- **Dataset entries**
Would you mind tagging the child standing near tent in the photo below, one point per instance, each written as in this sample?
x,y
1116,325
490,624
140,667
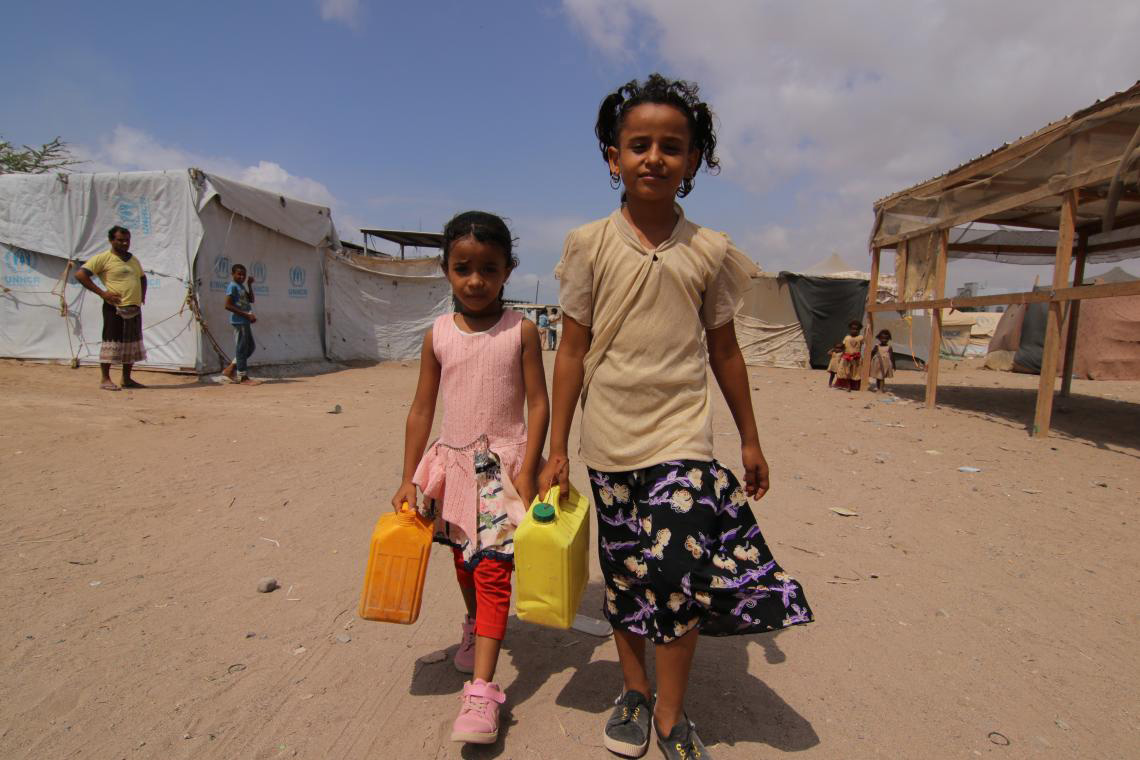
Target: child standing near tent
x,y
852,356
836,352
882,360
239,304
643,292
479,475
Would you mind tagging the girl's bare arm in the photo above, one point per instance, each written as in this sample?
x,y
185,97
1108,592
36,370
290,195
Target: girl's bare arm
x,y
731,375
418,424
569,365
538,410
...
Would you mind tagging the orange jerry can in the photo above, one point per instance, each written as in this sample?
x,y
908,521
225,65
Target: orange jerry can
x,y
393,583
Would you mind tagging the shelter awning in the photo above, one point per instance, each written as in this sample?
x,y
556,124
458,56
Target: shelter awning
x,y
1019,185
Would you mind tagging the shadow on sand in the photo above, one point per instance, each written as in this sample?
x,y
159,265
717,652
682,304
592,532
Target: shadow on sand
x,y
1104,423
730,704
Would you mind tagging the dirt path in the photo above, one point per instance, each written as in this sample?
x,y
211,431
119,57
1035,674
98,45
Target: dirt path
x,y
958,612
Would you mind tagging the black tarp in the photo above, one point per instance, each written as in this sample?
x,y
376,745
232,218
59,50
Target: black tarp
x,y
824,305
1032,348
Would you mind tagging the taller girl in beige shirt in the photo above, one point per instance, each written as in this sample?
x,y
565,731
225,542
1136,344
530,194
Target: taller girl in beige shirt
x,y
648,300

- **Problem details**
From the listing above, keep only the lines that contain the string "orange". Treat uppercase and lowercase letters as different.

- **Exercise output**
Would you mind tagging the orange jerry can in the photo above, one point per instance, each written as in this sample?
Target: orange jerry can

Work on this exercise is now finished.